*Annotation records:*
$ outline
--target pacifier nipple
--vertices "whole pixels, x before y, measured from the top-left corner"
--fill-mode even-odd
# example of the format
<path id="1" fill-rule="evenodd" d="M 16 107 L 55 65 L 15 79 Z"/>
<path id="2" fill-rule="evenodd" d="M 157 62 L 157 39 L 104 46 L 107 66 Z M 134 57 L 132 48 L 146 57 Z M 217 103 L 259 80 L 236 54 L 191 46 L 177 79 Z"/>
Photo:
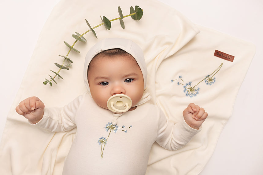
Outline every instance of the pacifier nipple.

...

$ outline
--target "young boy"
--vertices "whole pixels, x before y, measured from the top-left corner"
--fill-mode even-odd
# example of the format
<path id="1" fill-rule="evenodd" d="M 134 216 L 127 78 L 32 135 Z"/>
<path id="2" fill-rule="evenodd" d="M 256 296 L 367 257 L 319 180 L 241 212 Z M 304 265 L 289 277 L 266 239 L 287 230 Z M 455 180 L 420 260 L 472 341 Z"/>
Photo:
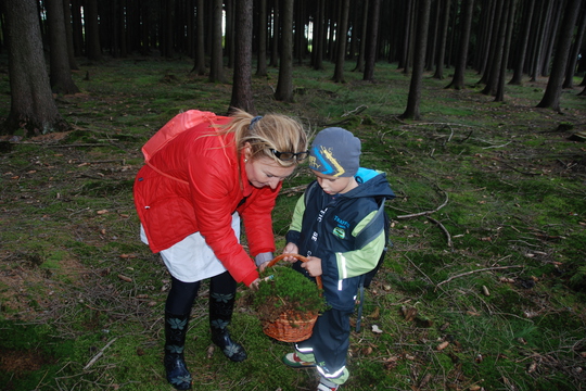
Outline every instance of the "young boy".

*WHAT YOU ARE ASKED TO DO:* How many lines in the records contain the string "young"? Reply with the number alone.

*EXERCISE SOLUTION:* 2